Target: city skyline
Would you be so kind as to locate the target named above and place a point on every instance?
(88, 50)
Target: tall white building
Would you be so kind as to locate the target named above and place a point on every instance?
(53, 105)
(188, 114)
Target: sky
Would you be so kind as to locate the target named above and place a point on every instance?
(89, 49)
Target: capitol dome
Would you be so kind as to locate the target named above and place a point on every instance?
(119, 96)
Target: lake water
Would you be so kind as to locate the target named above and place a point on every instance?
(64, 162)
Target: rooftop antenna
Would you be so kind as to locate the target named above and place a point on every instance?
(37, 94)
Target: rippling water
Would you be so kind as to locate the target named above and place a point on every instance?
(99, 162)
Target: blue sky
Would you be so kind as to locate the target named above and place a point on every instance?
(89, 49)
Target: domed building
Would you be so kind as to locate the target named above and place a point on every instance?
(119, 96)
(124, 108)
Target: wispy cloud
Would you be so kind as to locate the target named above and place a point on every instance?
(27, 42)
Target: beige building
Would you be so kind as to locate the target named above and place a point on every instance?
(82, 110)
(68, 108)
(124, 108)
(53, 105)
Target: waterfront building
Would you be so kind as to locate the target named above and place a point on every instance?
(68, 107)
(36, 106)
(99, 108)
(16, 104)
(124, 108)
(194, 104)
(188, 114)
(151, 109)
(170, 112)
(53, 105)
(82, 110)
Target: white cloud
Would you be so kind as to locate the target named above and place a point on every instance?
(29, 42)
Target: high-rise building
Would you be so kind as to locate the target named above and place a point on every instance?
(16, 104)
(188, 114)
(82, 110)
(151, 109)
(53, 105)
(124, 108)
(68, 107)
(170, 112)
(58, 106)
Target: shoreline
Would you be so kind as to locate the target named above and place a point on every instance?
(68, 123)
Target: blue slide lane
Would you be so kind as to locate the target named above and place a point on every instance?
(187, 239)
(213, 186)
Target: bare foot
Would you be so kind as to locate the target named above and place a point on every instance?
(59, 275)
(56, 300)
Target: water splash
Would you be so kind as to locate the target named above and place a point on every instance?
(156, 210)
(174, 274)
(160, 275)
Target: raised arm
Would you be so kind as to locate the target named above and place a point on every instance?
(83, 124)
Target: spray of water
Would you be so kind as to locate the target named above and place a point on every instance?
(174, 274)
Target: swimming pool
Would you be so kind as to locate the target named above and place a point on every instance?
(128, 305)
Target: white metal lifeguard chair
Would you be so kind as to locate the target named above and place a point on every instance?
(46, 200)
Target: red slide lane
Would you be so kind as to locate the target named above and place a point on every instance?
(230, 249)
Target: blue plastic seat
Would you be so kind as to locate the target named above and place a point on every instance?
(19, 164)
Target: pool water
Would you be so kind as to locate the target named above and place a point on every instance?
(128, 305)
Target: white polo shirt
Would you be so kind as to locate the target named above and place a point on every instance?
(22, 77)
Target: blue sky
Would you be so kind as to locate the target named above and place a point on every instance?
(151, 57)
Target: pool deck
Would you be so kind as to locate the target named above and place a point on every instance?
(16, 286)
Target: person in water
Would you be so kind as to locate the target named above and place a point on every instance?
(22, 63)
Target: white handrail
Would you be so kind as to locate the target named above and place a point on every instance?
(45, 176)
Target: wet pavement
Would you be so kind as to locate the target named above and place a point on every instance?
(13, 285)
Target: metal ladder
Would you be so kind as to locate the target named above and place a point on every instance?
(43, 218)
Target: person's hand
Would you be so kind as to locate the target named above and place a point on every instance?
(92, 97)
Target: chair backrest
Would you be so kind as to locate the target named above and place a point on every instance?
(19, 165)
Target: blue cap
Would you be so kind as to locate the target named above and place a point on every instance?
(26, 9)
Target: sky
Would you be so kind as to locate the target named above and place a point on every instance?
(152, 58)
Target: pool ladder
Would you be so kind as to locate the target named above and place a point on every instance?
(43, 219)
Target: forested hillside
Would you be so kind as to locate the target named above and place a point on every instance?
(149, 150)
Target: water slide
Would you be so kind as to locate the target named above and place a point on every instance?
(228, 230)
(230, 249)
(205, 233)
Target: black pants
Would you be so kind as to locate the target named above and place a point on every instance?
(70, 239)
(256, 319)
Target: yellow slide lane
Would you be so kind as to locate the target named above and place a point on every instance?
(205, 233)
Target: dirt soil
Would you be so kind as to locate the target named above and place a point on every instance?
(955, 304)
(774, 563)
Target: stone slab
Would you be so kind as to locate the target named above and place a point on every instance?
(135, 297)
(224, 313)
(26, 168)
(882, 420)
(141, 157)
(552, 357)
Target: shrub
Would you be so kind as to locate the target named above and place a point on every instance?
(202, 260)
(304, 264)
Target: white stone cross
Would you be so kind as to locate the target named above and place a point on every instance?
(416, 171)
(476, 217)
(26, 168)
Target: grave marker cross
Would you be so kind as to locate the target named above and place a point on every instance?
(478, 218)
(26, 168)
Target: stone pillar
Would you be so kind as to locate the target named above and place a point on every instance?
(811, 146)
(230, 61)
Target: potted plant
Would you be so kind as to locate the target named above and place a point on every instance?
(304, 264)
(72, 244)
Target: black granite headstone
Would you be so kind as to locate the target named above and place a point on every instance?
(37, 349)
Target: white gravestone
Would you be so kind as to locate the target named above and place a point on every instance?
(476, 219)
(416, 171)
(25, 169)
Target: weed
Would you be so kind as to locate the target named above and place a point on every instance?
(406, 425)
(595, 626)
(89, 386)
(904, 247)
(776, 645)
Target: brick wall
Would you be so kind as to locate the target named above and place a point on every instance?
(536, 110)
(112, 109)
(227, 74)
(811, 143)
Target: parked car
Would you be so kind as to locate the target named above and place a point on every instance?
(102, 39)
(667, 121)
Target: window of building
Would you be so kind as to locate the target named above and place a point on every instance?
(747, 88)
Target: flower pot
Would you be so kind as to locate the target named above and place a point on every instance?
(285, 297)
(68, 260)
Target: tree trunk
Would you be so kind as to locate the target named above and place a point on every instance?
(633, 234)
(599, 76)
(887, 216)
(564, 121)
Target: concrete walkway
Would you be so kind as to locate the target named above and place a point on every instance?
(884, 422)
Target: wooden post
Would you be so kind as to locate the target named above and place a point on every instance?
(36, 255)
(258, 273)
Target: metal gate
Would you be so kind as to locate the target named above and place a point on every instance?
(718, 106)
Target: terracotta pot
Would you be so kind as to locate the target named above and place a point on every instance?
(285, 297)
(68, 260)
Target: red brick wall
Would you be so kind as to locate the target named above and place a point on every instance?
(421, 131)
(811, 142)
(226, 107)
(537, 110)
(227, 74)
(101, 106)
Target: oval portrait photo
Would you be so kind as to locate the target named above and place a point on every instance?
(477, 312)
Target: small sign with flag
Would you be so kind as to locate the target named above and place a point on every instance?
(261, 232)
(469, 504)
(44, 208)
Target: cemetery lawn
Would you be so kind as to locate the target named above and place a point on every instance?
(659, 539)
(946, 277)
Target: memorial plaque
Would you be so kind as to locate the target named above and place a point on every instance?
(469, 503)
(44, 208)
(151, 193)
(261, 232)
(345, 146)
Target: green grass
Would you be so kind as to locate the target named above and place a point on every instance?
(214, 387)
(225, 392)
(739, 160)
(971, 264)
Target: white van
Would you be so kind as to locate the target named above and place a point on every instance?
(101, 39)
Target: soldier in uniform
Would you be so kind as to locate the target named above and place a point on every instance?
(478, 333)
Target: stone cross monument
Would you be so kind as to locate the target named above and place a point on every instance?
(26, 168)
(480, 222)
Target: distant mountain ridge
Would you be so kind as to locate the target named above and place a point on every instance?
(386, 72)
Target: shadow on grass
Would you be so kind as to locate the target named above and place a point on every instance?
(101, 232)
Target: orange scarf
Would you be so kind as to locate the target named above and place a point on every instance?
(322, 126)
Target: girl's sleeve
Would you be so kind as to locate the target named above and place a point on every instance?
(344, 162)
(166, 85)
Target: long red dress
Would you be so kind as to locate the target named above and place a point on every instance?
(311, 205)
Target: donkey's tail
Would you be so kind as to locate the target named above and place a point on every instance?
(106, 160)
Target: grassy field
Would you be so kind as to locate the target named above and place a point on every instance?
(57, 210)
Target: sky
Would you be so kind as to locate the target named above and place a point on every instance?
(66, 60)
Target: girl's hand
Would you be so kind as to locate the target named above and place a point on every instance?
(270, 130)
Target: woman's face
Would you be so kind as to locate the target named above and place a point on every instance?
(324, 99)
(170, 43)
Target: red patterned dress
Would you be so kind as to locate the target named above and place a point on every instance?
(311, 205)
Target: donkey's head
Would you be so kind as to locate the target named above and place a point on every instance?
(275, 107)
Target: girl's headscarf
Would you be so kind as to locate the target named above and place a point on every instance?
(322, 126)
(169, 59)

==================================================

Only those lines of the entries above that run from the line containing "Target: concrete walkway" to the line containing "Target: green grass", both included, should be transcribed exactly.

Result below:
Target: concrete walkway
Would you be so kind as to locate the target named above and place a point on every instance?
(884, 422)
Target: wooden post
Would you be so kind as to locate the target named above and place a point on every instance?
(36, 255)
(258, 273)
Target: metal gate
Would you be so kind as to locate the target named above and place a point on every instance?
(718, 106)
Target: terracotta pot
Would you be so kind as to locate the target named above and place a point on every instance?
(285, 297)
(68, 260)
Target: red brick wall
Would you be so kind as to locate the target named above and place a point on every instance?
(421, 131)
(811, 142)
(226, 107)
(537, 110)
(227, 74)
(101, 106)
Target: oval portrait photo
Would you be so kind as to locate the target named above and place a point on every instance?
(477, 312)
Target: small sign with flag
Would you be so kind as to locate the target named above and place a point on every instance?
(261, 232)
(469, 504)
(44, 208)
Target: cemetery lawn
Would you be so kind as to locate the target named above and place a point on every instance?
(659, 539)
(946, 277)
Target: memorial plaque
Would you be so kind as to locate the target named above and place a point on every instance?
(469, 503)
(44, 208)
(151, 193)
(261, 232)
(345, 146)
Target: green grass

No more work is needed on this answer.